*** THE DATA ***

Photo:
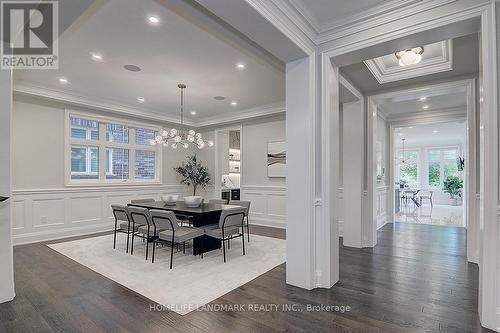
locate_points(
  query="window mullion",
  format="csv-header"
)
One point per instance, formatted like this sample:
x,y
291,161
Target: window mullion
x,y
102,152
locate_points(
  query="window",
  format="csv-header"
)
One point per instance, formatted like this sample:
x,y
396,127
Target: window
x,y
102,151
442,163
408,171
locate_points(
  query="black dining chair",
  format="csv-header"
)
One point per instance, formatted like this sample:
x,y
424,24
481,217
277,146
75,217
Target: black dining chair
x,y
146,230
121,215
171,232
231,219
245,204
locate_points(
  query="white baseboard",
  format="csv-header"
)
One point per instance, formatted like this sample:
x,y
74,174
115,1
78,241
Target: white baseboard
x,y
42,236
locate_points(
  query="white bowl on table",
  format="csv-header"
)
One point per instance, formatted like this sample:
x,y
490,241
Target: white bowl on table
x,y
170,199
193,201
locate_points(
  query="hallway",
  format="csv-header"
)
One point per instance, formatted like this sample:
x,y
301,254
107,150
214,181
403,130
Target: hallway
x,y
416,279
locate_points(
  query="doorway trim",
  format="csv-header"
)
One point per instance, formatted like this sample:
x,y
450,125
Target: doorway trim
x,y
489,311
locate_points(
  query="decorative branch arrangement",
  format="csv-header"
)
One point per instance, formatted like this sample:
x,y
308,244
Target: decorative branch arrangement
x,y
194,173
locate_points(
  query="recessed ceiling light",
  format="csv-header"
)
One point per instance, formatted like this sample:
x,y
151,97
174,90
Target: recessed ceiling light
x,y
96,57
153,20
132,68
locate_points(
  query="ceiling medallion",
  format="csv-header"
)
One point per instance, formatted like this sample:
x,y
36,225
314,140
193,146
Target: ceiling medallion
x,y
181,137
410,56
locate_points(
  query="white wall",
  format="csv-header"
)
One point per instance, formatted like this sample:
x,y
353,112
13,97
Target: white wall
x,y
267,195
6,263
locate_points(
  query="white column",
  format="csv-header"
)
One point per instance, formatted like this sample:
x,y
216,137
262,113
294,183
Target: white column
x,y
352,160
6,264
300,174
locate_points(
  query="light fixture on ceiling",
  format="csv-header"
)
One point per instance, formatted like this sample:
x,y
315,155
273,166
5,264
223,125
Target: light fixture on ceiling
x,y
96,57
403,159
410,56
181,137
153,19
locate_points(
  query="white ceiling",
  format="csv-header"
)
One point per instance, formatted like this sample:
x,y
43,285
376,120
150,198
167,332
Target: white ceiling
x,y
439,134
178,49
322,13
438,100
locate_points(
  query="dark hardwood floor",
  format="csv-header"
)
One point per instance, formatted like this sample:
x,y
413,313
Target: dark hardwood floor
x,y
416,279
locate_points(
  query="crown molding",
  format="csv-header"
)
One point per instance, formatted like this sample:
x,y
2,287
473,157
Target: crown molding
x,y
365,20
28,89
434,116
253,113
425,67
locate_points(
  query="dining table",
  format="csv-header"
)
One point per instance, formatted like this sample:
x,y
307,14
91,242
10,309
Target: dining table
x,y
203,215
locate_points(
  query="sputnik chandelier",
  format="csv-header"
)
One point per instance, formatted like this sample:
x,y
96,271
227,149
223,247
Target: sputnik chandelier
x,y
181,137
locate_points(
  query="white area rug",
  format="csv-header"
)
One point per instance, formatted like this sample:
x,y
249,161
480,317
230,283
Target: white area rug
x,y
193,282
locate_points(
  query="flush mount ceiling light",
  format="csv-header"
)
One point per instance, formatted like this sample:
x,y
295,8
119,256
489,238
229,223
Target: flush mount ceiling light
x,y
96,57
132,68
410,56
181,137
153,20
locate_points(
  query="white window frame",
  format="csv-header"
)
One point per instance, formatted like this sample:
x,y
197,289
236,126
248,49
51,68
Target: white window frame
x,y
417,161
102,145
441,165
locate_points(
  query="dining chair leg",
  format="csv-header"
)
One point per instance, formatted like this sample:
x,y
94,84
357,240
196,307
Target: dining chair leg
x,y
128,236
248,230
243,239
172,253
114,238
153,254
132,244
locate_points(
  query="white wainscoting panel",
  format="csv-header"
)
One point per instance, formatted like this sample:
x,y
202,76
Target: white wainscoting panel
x,y
268,205
382,195
341,212
46,214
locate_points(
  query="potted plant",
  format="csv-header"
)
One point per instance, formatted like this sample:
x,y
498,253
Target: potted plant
x,y
453,185
193,173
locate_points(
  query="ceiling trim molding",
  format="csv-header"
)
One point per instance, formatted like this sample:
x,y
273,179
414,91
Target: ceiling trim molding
x,y
367,19
277,16
32,90
428,66
29,89
430,116
253,113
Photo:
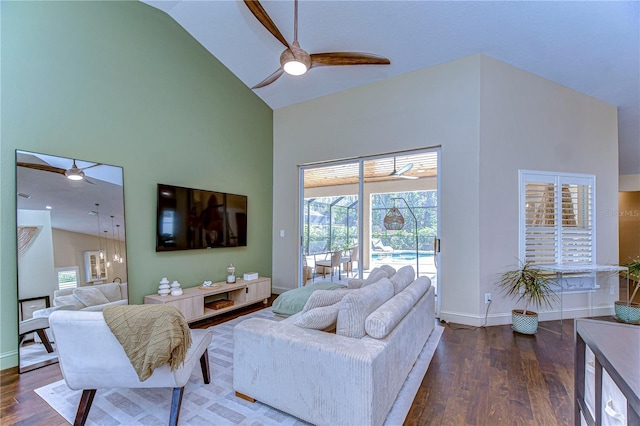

*** End of THE DATA ***

WHAT TO PRODUCE - Retype the data exactly; images stay out.

ANSWER TO THIS TASK -
Photo:
locate_points(
  query="window mullion",
  format="csv-header"
)
One point per instance, formatted like this sample:
x,y
291,161
Target: window mullion
x,y
102,152
locate_points(
  query="window",
  format="csv-header"
)
One point per instance, formatted like this sample:
x,y
396,127
Target: window
x,y
102,151
442,163
408,171
locate_points(
  query="black dining chair",
  format="csv-header"
)
One point per instance, formatted like this sample:
x,y
424,24
481,217
277,146
75,217
Target: black dining chair
x,y
146,230
121,215
171,232
231,219
245,204
locate_points(
  query="white baseboard",
  format="csv-header"
)
One point per instance, formatted like this sample:
x,y
74,174
115,1
78,241
Target: white baseboard
x,y
42,236
locate_points(
  query="white bowl on table",
  format="csv-header"
)
One point per instance, formatted like this sample:
x,y
490,241
Target: white bowl on table
x,y
170,199
193,201
locate_points(
  query="hallway",
  format="csv-header"
)
One point per instance, formatted like this sample:
x,y
301,254
107,150
214,181
403,130
Target: hallway
x,y
416,279
locate_points(
  query="doorway trim",
  format="csv-header"
)
One point per instance, formatted like this sample:
x,y
450,125
Target: doorway trim
x,y
489,311
locate_points(
  query="decorative branch arrangement",
  format="csv-header"
)
One point per instance, formatted like this sample:
x,y
308,244
Target: decorative branch arrangement
x,y
194,173
locate_points(
  query="recessed ceiling light",
  format="csv-header"
)
One point per instance, formatted like this sample:
x,y
151,97
174,90
Target: recessed ceiling light
x,y
96,57
153,20
132,68
locate_points(
  query="ceiling medallion",
  format="csv-header"
)
One point per instance, formatted like this sample:
x,y
36,225
314,140
193,146
Target: ceiling medallion
x,y
181,137
410,56
locate_points(
  query="white wall",
  format="csv-header"
)
One point per instance, formatted like this sample:
x,y
353,112
13,97
Target: white wall
x,y
267,195
6,263
locate_points(
  query="white column",
  format="csv-header"
)
One point per instance, formatted like this sample:
x,y
216,137
262,113
294,183
Target: white column
x,y
352,160
6,264
300,174
locate_points(
  query="light fixture on ceiling",
  format="csv-header"
)
One point per instance, formatted like this sample:
x,y
315,155
273,166
5,264
223,125
Target: light fixture on ceiling
x,y
96,57
403,159
410,56
181,137
153,19
locate_points(
  query="white ceiling",
  format="csv-header"
)
One point per instance, formatted like this sample:
x,y
43,285
376,120
150,198
167,332
Target: white ceiling
x,y
439,134
178,49
322,13
438,100
locate_points(
  query="dark hardwood floor",
  format="csv-header"
)
One point per instance, formatted like this sample:
x,y
413,313
Target: dark hardwood floor
x,y
416,279
locate_points(
  query="crown molding",
  format="csv-header"
)
One point per instance, formatted like this sample:
x,y
2,287
473,157
Target: crown molding
x,y
365,20
28,89
434,116
253,113
425,67
locate_points(
  query="dining table",
  format="csv-header"
)
One point per instance, formatted like this sample:
x,y
307,14
91,242
10,309
Target: dining table
x,y
203,215
locate_points(
  query="sputnik chandelier",
  format="csv-header"
)
One point per instance, formatted like this sample:
x,y
96,271
227,149
223,247
Target: sputnik chandelier
x,y
181,137
locate_points(
  query="white area rug",
  format="csv-header"
)
One point per instance, formatted like this sample:
x,y
249,161
480,317
230,283
Target: white area rug
x,y
193,282
locate_points(
  query="flush mount ceiling light",
  format="csv-header"
)
One point per instance, formatted like this sample:
x,y
295,8
119,256
489,238
229,223
Target: flush mount ceiling light
x,y
96,57
132,68
410,56
181,137
153,20
locate_points(
  query="white window frame",
  format="csv-header"
)
One point per instance, formatted like this sample:
x,y
197,289
236,126
248,49
51,68
Target: white window frame
x,y
417,161
102,145
441,165
locate_points(
  query="dining chair leg",
  format="csv-header"
)
One point per instance, formatted like this sample:
x,y
94,84
357,240
196,307
Target: dining chair leg
x,y
128,236
248,230
243,239
172,253
114,238
153,254
132,244
locate_points(
  query="white wainscoting panel",
  format="csv-header"
)
One point per instance, formatted like this sample:
x,y
202,76
Target: white wainscoting panel
x,y
268,205
382,195
341,212
46,214
locate_points(
  query="potted plant",
  format="csv-header"
)
One point per instance, formatted like this sample:
x,y
498,253
Target: potted plant
x,y
453,185
193,173
locate_points(
  query="ceiling trim molding",
  format="csv-header"
)
One point per instance, formatted like this sample:
x,y
273,179
414,91
Target: ceiling trim molding
x,y
367,19
277,16
32,90
428,66
29,89
430,116
253,113
Photo:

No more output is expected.